Excerpted text →
Morbidity risk and health-insurance coverage

Saturday, March 14, 2015: 9:20 AM
Luis Braido, Ph.D. , FGV School of Economics at Rio, FGV, Rio de Janeiro, Brazil
There is evidence from different countries suggesting that agents covered by health-insurance policies overuse healthcare services and are more likely to present a poor health condition. We access data from Brazil to test whether individuals covered by health-insurance plans are more likely to report suffering from a list of twelve different health problems, namely: arthritis or rheumatism, bronchitis or asthma, cancer, chronic renal disease, cirrhosis, depression, diabetes, heart disease, hypertension, lumbar pain, tendinitis, and tuberculosis. Our analysis is possible thanks to a complementary health schedule included in the 2003 National Sample Survey of Households (PNAD) survey, conducted by the Brazilian Institute of Geography and Statistics (IBGE). This complementary schedule contains self-reported information on individual health-insurance coverage and incidence of these medical conditions.

The Brazilian institutional context is relatively standard. A regulatory reform approved in 1998 restricted risk-based premiums such that they depend exclusively on seven pre-determined age categories. Our data allows us to divide health-insurance contracts in two groups: (i) the individual policies, which are paid by the insuree directly to the carrier; and (ii) the employer-contracted policies, which are contracted through an employer. In principle, adverse selection should act more intensively in individual policies than in employer-contracted plans, since the choice of the latter type of policy depends on many other factors besides ex-ante individual risk. On the other hand, morbidity risk caused by moral hazard should affect both types of policies equally, given that they present the same coverage level and, then, the same incentive structure. We estimate the risk-coverage relationship for each of those pre-determined age categories. Contrary to previous results from other countries, we do not find a positive correlation between self-reported morbidity and insurance coverage.

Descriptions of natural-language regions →
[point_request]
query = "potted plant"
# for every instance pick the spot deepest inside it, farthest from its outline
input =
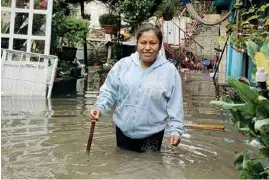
(169, 9)
(251, 117)
(74, 32)
(109, 22)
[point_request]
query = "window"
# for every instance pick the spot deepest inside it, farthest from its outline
(26, 25)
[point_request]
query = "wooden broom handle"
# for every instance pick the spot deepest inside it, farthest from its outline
(91, 136)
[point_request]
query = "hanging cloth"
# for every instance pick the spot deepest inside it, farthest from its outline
(194, 14)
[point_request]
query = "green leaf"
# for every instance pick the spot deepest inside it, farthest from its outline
(257, 169)
(244, 91)
(253, 17)
(252, 49)
(264, 153)
(265, 48)
(248, 108)
(245, 174)
(260, 123)
(239, 161)
(253, 74)
(264, 7)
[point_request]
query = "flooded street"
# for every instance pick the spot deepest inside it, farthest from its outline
(51, 143)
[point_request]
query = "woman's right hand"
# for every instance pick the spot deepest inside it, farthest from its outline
(95, 114)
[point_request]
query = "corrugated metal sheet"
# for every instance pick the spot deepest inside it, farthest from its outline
(172, 34)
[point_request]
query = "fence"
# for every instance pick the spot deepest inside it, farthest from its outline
(27, 74)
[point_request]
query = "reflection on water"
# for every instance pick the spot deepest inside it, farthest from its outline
(48, 140)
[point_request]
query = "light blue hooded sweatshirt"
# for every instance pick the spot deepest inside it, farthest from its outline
(145, 99)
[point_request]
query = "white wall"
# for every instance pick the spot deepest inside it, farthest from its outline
(95, 8)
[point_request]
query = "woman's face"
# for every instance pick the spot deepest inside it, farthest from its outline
(148, 46)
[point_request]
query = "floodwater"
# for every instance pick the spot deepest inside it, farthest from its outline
(47, 140)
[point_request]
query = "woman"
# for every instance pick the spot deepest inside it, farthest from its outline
(146, 89)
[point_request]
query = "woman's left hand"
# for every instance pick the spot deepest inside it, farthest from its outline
(174, 140)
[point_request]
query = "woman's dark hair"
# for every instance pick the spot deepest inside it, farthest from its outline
(150, 27)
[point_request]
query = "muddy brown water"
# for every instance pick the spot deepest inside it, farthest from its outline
(51, 144)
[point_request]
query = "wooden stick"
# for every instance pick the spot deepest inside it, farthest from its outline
(205, 126)
(91, 136)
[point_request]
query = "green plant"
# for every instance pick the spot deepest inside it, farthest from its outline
(108, 19)
(259, 56)
(251, 24)
(74, 31)
(134, 12)
(252, 119)
(6, 3)
(4, 27)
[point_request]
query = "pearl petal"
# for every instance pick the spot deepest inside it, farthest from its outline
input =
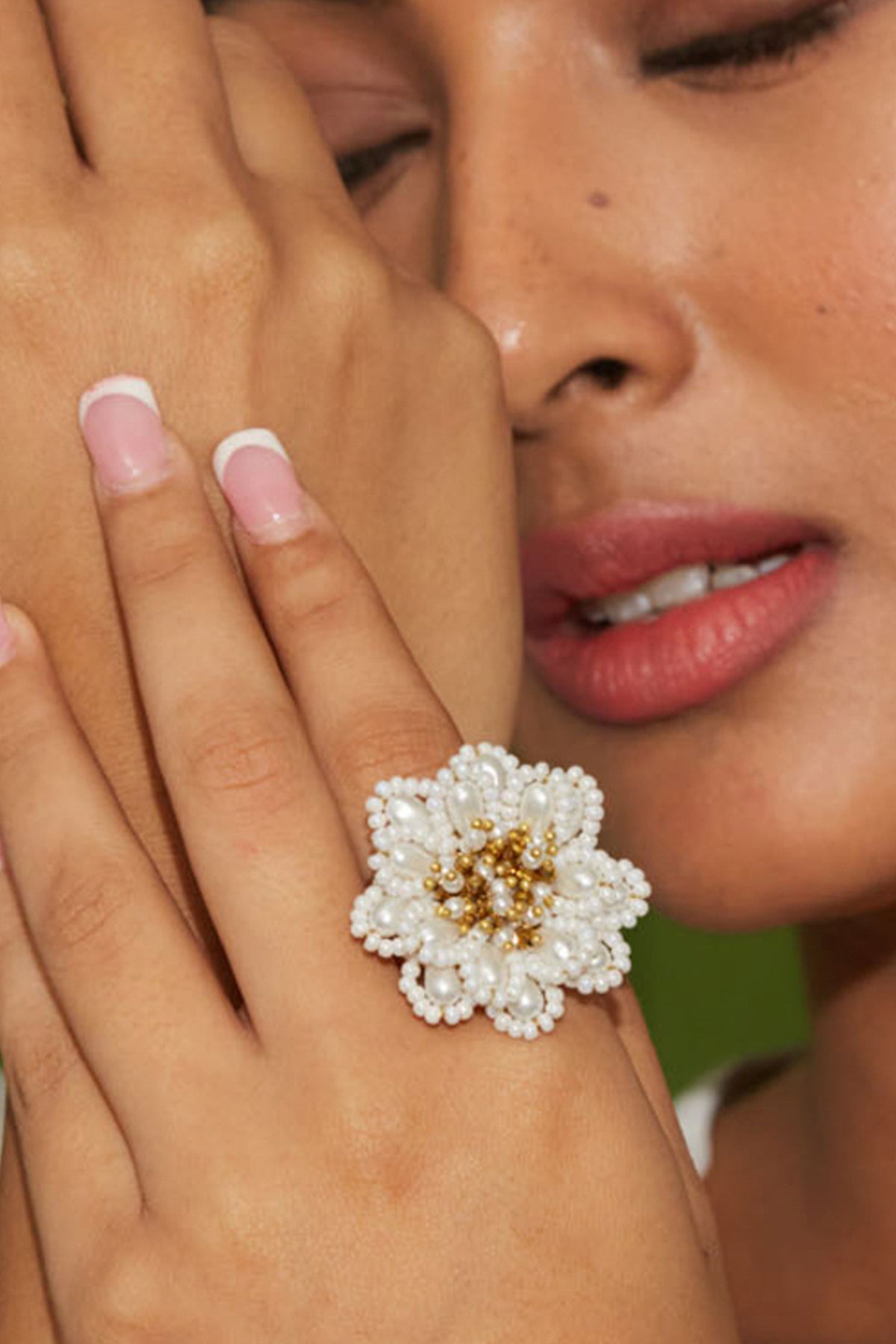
(442, 984)
(464, 806)
(536, 808)
(411, 859)
(528, 1003)
(410, 816)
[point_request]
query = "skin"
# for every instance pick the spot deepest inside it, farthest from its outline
(756, 329)
(227, 264)
(763, 349)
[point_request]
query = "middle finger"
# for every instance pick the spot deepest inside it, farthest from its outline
(264, 833)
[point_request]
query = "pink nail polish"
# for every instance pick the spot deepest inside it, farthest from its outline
(124, 435)
(257, 476)
(7, 638)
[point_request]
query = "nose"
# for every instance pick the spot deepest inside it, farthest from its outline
(551, 241)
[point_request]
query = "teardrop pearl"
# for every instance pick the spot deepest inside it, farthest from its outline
(442, 984)
(491, 969)
(559, 949)
(536, 808)
(492, 773)
(575, 882)
(464, 806)
(568, 806)
(529, 1001)
(411, 860)
(410, 816)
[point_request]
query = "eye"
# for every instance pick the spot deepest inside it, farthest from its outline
(777, 42)
(361, 166)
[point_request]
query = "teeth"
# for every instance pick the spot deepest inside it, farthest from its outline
(774, 562)
(630, 606)
(734, 576)
(675, 589)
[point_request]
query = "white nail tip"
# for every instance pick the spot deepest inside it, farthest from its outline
(124, 385)
(245, 438)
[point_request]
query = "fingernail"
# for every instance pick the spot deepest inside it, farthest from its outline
(124, 433)
(7, 638)
(257, 476)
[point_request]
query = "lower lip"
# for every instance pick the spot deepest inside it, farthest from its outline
(655, 670)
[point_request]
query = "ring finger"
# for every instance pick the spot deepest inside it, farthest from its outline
(260, 824)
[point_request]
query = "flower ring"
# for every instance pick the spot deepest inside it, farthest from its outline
(491, 889)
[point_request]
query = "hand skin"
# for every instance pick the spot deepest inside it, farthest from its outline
(191, 246)
(358, 1175)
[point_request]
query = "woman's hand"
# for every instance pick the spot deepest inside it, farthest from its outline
(169, 206)
(320, 1166)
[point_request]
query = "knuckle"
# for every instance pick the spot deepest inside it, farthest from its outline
(467, 347)
(240, 753)
(38, 1068)
(393, 739)
(324, 582)
(85, 903)
(156, 556)
(348, 282)
(226, 257)
(40, 268)
(124, 1303)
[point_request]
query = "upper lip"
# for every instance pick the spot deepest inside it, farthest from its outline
(620, 549)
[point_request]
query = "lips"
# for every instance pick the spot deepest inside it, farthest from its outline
(684, 658)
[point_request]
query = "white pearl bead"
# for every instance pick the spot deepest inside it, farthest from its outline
(464, 806)
(528, 1003)
(575, 882)
(440, 933)
(442, 984)
(410, 816)
(388, 917)
(492, 772)
(489, 971)
(410, 859)
(536, 808)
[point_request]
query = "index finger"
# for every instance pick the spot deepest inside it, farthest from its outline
(367, 707)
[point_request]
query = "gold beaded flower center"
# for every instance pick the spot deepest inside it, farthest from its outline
(500, 886)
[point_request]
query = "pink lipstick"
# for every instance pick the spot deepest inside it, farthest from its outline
(645, 611)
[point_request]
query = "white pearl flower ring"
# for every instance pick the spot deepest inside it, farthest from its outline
(491, 889)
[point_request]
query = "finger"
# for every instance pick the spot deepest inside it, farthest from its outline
(78, 1167)
(132, 983)
(35, 139)
(141, 80)
(368, 709)
(276, 129)
(262, 831)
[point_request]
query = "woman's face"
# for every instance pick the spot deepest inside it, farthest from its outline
(679, 221)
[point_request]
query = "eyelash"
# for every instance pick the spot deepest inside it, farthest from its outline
(775, 42)
(359, 167)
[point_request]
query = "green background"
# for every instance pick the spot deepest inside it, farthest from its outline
(715, 998)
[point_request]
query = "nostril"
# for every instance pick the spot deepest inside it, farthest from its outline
(609, 374)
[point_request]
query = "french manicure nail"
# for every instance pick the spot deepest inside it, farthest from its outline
(124, 433)
(257, 476)
(7, 638)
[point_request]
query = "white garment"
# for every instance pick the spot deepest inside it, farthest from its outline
(697, 1110)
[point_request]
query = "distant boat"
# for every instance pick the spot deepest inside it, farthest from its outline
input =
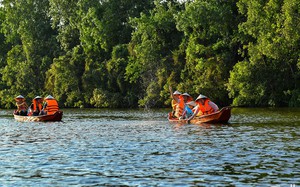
(221, 116)
(57, 116)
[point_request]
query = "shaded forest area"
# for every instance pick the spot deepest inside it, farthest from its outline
(126, 53)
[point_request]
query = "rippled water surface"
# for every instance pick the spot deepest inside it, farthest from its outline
(259, 147)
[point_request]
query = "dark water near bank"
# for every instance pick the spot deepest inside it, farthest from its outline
(260, 147)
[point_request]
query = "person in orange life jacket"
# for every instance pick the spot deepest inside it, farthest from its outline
(21, 106)
(204, 106)
(190, 108)
(175, 100)
(50, 105)
(36, 105)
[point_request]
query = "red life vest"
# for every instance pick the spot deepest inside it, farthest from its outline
(206, 108)
(52, 106)
(37, 106)
(21, 106)
(179, 107)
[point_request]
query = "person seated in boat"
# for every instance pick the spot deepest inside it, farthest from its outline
(36, 106)
(204, 106)
(50, 105)
(175, 99)
(180, 101)
(21, 106)
(188, 110)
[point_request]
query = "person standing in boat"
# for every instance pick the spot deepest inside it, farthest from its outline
(36, 105)
(204, 106)
(175, 100)
(50, 105)
(179, 103)
(21, 106)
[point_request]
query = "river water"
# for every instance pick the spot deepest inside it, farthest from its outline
(101, 147)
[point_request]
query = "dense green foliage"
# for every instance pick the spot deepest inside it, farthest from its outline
(126, 53)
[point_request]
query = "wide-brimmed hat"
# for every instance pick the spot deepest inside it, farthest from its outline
(201, 97)
(20, 97)
(49, 97)
(192, 103)
(186, 94)
(38, 97)
(176, 93)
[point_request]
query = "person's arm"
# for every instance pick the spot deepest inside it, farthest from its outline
(214, 106)
(171, 92)
(194, 114)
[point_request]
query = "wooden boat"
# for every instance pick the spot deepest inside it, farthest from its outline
(222, 116)
(57, 116)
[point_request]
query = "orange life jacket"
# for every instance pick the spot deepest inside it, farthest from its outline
(206, 108)
(179, 107)
(21, 106)
(52, 106)
(37, 106)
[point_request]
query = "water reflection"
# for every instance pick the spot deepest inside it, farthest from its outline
(141, 148)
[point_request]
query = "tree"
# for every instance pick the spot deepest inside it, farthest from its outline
(211, 49)
(27, 28)
(271, 44)
(153, 41)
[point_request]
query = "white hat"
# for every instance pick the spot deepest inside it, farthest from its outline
(49, 97)
(186, 94)
(19, 97)
(201, 97)
(176, 93)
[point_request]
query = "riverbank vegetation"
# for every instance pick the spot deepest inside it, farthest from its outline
(126, 53)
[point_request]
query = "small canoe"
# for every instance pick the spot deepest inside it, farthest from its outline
(57, 116)
(222, 116)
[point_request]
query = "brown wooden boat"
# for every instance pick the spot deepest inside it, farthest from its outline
(222, 116)
(57, 116)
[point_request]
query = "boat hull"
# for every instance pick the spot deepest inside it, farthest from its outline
(57, 116)
(222, 116)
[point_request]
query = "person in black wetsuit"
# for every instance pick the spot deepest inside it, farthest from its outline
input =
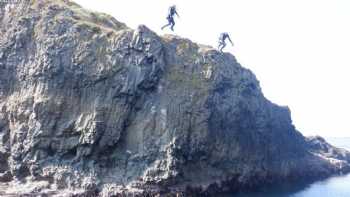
(170, 18)
(222, 41)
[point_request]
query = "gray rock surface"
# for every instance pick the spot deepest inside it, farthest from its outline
(89, 106)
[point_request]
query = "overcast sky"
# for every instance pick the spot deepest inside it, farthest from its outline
(299, 49)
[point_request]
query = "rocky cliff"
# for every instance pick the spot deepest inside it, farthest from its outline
(89, 106)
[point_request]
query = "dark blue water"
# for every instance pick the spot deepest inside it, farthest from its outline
(332, 187)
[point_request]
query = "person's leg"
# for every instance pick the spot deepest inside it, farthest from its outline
(223, 45)
(166, 26)
(169, 22)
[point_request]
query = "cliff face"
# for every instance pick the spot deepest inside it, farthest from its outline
(90, 105)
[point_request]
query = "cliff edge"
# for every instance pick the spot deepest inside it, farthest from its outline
(89, 106)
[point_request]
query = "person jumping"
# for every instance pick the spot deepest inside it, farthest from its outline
(222, 41)
(170, 18)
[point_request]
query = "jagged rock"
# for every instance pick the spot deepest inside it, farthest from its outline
(91, 106)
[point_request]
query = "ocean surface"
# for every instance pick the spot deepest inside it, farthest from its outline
(331, 187)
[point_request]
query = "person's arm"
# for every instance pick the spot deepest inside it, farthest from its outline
(230, 40)
(177, 14)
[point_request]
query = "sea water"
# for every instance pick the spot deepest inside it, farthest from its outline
(338, 186)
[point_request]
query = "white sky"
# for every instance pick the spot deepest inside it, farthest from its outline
(299, 49)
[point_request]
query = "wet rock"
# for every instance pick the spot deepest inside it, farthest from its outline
(88, 106)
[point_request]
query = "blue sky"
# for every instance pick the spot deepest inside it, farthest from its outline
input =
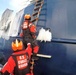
(11, 4)
(3, 5)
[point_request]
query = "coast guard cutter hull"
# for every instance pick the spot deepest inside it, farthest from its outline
(60, 17)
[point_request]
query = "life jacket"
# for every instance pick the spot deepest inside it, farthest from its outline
(22, 64)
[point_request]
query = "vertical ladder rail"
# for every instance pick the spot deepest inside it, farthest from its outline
(36, 11)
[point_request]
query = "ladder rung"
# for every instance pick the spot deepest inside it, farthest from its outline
(42, 19)
(35, 13)
(37, 8)
(38, 4)
(42, 14)
(35, 19)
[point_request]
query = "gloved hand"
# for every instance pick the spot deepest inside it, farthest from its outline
(34, 56)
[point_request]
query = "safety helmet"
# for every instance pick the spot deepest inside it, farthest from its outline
(17, 45)
(27, 17)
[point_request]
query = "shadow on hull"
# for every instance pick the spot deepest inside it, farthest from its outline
(60, 17)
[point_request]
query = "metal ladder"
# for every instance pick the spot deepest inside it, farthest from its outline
(36, 11)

What you will do →
List every year that appears in the text on morbidity risk and health-insurance coverage above.

Response →
2015, 2003, 1998